■ **WHAT THIS TASK INVOLVES**
Your reply should hold every entry below exactly as written and none of the pictures.

■ **SUPPLIED RECORDS**
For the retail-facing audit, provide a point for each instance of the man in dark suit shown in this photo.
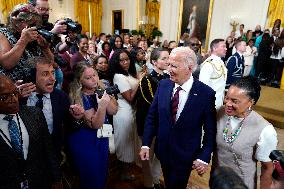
(236, 63)
(53, 102)
(26, 157)
(181, 108)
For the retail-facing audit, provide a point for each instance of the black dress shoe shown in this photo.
(275, 84)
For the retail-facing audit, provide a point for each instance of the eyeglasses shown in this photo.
(43, 9)
(5, 97)
(124, 60)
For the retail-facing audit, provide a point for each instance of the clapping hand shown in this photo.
(103, 101)
(29, 34)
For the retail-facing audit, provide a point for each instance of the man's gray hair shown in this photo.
(188, 56)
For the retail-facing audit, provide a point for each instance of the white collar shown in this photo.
(240, 53)
(186, 86)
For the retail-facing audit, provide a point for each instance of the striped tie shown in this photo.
(14, 134)
(175, 101)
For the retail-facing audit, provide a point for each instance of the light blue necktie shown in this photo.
(14, 134)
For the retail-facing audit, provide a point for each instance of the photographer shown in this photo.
(89, 152)
(20, 41)
(42, 8)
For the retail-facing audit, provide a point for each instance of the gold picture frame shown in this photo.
(117, 20)
(184, 18)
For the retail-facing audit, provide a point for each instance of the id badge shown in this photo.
(25, 184)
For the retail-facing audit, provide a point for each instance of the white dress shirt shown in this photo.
(213, 73)
(47, 108)
(5, 130)
(183, 94)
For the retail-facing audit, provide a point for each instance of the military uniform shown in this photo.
(213, 73)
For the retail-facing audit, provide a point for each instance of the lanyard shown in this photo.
(19, 127)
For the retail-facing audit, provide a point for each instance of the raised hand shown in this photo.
(29, 34)
(200, 167)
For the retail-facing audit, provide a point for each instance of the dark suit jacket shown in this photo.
(179, 144)
(41, 166)
(235, 68)
(61, 117)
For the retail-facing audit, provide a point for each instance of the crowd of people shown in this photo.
(170, 101)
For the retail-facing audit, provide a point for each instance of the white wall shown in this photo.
(250, 13)
(129, 8)
(66, 9)
(169, 16)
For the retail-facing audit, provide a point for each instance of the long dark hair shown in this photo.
(112, 42)
(114, 64)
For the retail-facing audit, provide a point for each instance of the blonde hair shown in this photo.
(75, 93)
(188, 56)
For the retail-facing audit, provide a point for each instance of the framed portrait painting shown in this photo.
(195, 19)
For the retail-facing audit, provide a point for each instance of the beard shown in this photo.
(45, 18)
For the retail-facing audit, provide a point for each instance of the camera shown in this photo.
(112, 90)
(72, 26)
(277, 155)
(47, 35)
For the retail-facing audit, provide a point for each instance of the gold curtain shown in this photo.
(7, 5)
(153, 13)
(82, 10)
(276, 11)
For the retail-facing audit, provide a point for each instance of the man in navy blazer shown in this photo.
(178, 130)
(55, 103)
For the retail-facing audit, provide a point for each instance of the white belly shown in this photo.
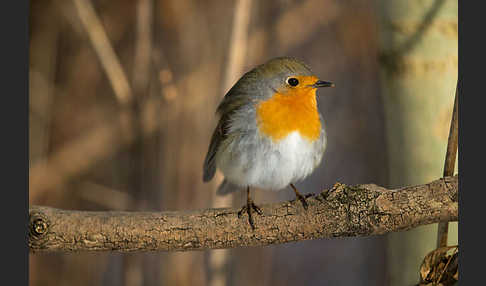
(271, 168)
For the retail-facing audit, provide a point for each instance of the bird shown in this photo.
(270, 133)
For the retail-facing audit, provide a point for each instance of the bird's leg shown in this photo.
(249, 208)
(300, 196)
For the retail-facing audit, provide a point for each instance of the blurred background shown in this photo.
(122, 106)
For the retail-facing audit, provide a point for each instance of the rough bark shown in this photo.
(361, 210)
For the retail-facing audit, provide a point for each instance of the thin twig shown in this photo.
(104, 50)
(449, 164)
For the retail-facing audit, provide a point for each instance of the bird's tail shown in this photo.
(227, 187)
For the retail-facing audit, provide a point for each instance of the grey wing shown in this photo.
(219, 134)
(232, 101)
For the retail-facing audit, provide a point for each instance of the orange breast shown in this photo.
(294, 111)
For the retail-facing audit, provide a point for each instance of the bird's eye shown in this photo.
(292, 81)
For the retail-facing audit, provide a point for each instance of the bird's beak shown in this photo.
(321, 83)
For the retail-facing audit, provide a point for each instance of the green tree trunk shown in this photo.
(418, 57)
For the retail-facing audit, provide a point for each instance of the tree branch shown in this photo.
(361, 210)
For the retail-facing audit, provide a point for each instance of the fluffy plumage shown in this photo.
(270, 149)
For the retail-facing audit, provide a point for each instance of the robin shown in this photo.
(270, 133)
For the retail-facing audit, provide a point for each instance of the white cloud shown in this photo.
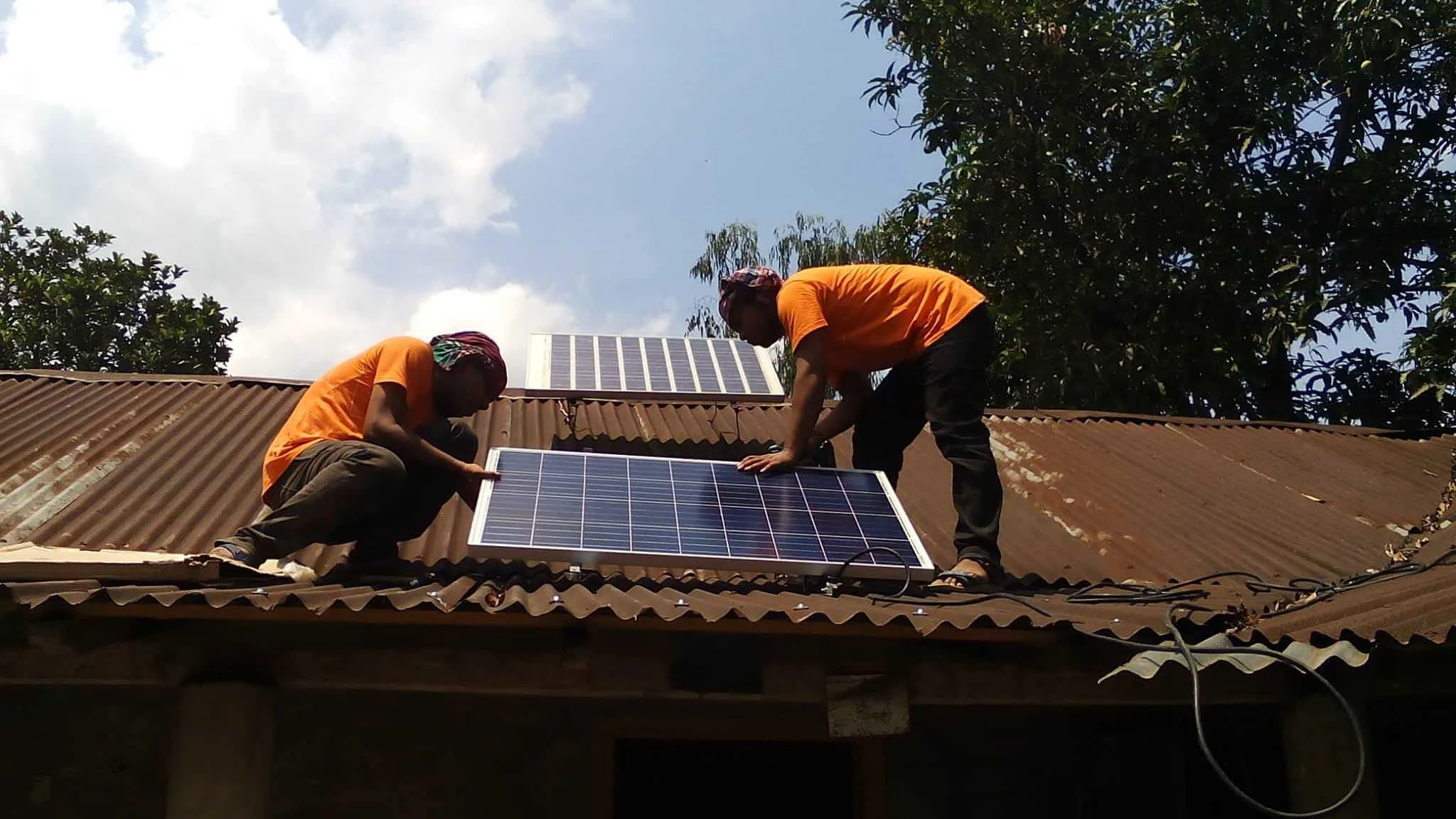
(510, 314)
(274, 156)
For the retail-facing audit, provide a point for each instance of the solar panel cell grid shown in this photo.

■ **OUTPUT**
For the retail-facing audit, provide a point for each instance of the man in dark suit shown in this photo.
(236, 63)
(53, 102)
(26, 157)
(181, 108)
For the retail-facing audit, provide a point for each instance of the black dress shoe shown in this photo.
(275, 84)
For the retail-facing audit, provide a point for each instance of the eyeglasses shown in this photo.
(43, 9)
(5, 97)
(124, 60)
For the retail-facing audit, provide a point for each instance of the clapping hand shown in this photo.
(103, 101)
(29, 34)
For the retail-facing audit, provide a point for each instance of the man's gray hair shown in this photo.
(188, 56)
For the retail-facing audit, provide a point for each instance of the white collar shown in this photo.
(240, 53)
(186, 86)
For the retail-facing audit, provide a point for each instance of the striped tie shown in this photo.
(14, 134)
(175, 101)
For the retail-facing audit, provide a point for each instance of the light blue necktie shown in this photo.
(14, 134)
For the retail-facing audit, provide a point for each instance of the photographer shown in this photo.
(89, 152)
(20, 41)
(42, 8)
For the retail-facing audit, provide a point for each instance of the gold picture frame shown in this photo.
(117, 20)
(184, 18)
For the retail-facing audit, provide a point for each instance of the id badge shown in this photo.
(25, 184)
For the retail-facing audit, provide a point for each instance of the white dress shirt shown in this photo.
(213, 73)
(47, 108)
(5, 130)
(183, 94)
For the retail-facing audit, provide a point for each instance of the military uniform shown in this photo.
(213, 73)
For the retail-facing audit, provide a point for each instance of the lanyard shown in this photo.
(19, 127)
For the retail-facing audit, provide a point for each instance of the raised hand shown in this photo.
(29, 34)
(200, 167)
For the retail-facing audit, provide a point for each instance of the dark suit jacket shown in this photo.
(179, 144)
(41, 166)
(235, 68)
(61, 117)
For the retail-facing audit, provide a point for each instance of the crowd of people shown in this photo.
(170, 101)
For the retail-facing audit, provide a point for each instance of the white wall shown in this photo.
(250, 13)
(129, 8)
(66, 9)
(169, 16)
For the retail-facing audit, provide a point for each instance of the long dark hair shown in this photo.
(112, 42)
(114, 64)
For the retail-facing audit, provide a point for each instance of the blonde hair shown in this photo.
(75, 93)
(188, 56)
For the retail-facing audit, provide a point for each instance of the framed portrait painting shown in this photo.
(195, 19)
For the retail-facing audit, provide a point for each instance of the beard shown in this photo.
(45, 18)
For the retail-facing audit, provide a point for each instance of the camera shown in this photo.
(112, 90)
(72, 26)
(277, 155)
(47, 35)
For the retail-facing audit, provide a point for each instance of the gold curtain shown in this photo.
(7, 5)
(153, 13)
(82, 10)
(276, 11)
For the retail-facing audit, provide a point for each instance of the man in navy blazer shown in this photo.
(178, 130)
(55, 103)
For the retail-facing audit, provide a point for each instance of the white belly shown in this photo.
(271, 168)
For the retail-facing audit, provide a point for each instance of the bird shown in this photo.
(270, 133)
For the retail-facing audit, provide a point for each instance of the bird's leg shown in this photo.
(249, 208)
(300, 196)
For the retail-facing audit, provide a point for each instance of the blurred background shown in this photo.
(122, 106)
For the retail-facing audit, provide a point for each instance of the rough bark shown in this photo.
(361, 210)
For the retail-facing audit, provide a point for each instance of the thin twig shown in this photo.
(104, 50)
(449, 164)
For the retail-facing audit, provide a point for each instance of the bird's tail shown in this photo.
(227, 187)
For the retail-facing audit, provide a point for each instance of the grey wing shown in this photo.
(219, 134)
(232, 101)
For the retail-facing audit, provide a point for each instance of the orange breast shown in this photo.
(294, 111)
For the retail-facing audit, provide a point for each instance of the bird's eye shown in this photo.
(292, 81)
For the retail-facing audit, provide a point for each instance of the bird's beak shown in this photo.
(321, 83)
For the retail-facing audit, provide a point for each instance of the green tree trunk shown in this photo.
(418, 57)
For the retail-facing audit, provide a point for each instance of the tree branch shown in this photo.
(361, 210)
For the retail-facing audit, provide a point for each instance of the fluffy plumage shown in this photo.
(270, 149)
For the retail-facing audit, provide a point for each instance of the robin shown in this photo.
(270, 133)
For the retail-facing audit, provide a point for each instance of the white cloud shown in this photo.
(510, 314)
(274, 156)
For the retail-facing audit, provide a point for each instance of the solar panel cell grid shown in this photo.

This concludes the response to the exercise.